------ EXTRACTED RECORDS ------

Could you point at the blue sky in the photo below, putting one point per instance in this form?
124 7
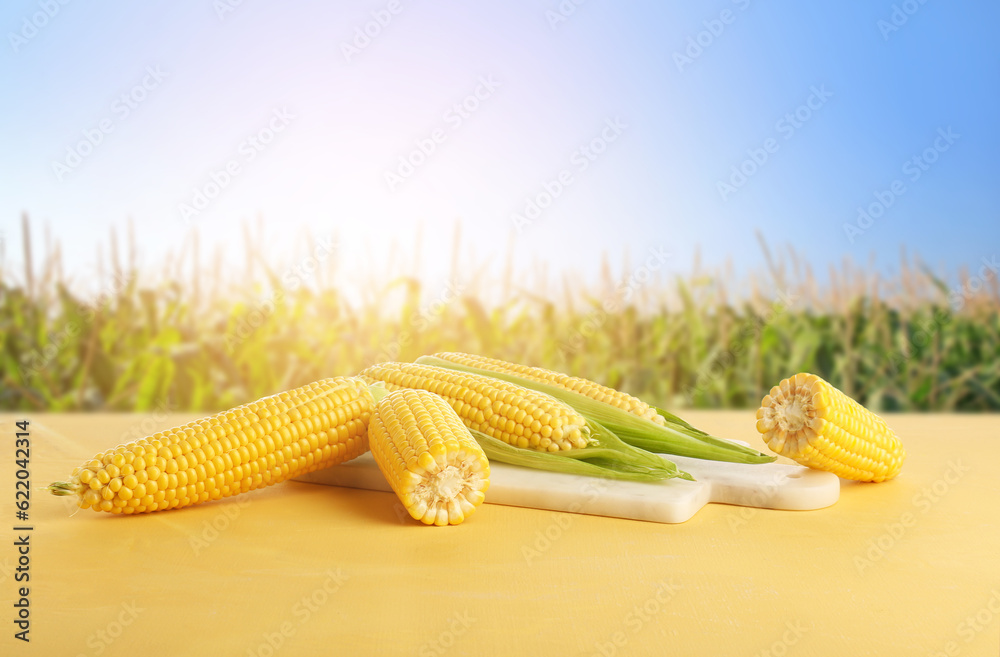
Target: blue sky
689 90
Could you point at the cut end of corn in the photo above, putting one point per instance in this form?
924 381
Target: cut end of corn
434 465
581 386
809 421
505 411
249 447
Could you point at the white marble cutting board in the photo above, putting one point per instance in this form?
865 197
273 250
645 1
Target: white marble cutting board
767 486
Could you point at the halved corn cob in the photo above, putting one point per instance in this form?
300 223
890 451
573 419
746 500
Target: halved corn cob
516 425
435 466
808 420
249 447
671 435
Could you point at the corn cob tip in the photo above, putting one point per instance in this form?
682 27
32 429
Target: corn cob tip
63 488
434 465
809 421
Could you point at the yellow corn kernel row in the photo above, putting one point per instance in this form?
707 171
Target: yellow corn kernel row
585 387
808 420
249 447
430 459
517 416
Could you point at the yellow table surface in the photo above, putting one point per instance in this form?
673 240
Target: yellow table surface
909 567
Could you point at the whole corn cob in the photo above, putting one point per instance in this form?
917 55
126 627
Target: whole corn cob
435 466
249 447
614 410
501 410
808 420
516 425
585 387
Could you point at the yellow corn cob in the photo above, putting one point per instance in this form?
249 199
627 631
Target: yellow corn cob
435 466
813 423
517 416
249 447
585 387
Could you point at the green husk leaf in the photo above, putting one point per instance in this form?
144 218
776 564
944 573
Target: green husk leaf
677 437
605 455
591 462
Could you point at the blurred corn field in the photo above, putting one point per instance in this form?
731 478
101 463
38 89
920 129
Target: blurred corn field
194 338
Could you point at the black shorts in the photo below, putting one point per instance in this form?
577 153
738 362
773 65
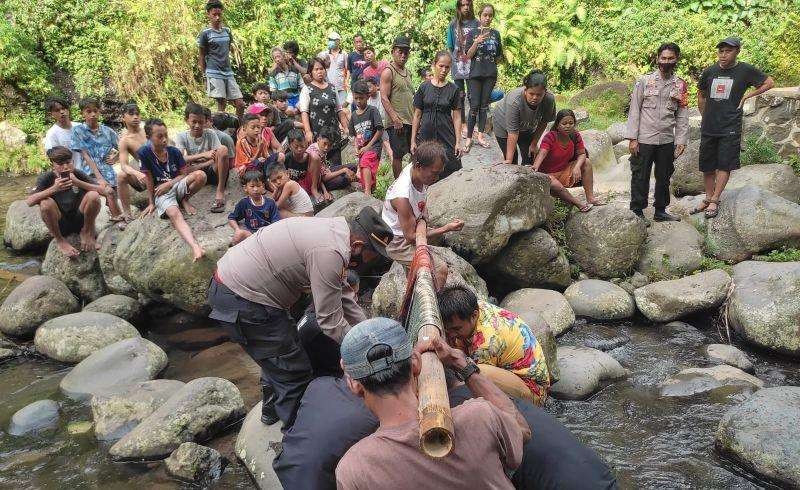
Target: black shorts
720 152
400 140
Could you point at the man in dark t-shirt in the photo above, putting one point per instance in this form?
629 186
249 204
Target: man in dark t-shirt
720 98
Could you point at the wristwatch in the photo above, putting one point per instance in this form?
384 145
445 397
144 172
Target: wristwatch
468 370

------

• [ABOUT THIS TASK]: The lines above that hold the string "below" are to be located and copied.

• [RESPONSE TO THIS EXERCISE]:
Could you point at the blue sky in the photo below, putting one point per instance in this form?
Could you point at the black shorts in the photo below, putting one point per instance in this form?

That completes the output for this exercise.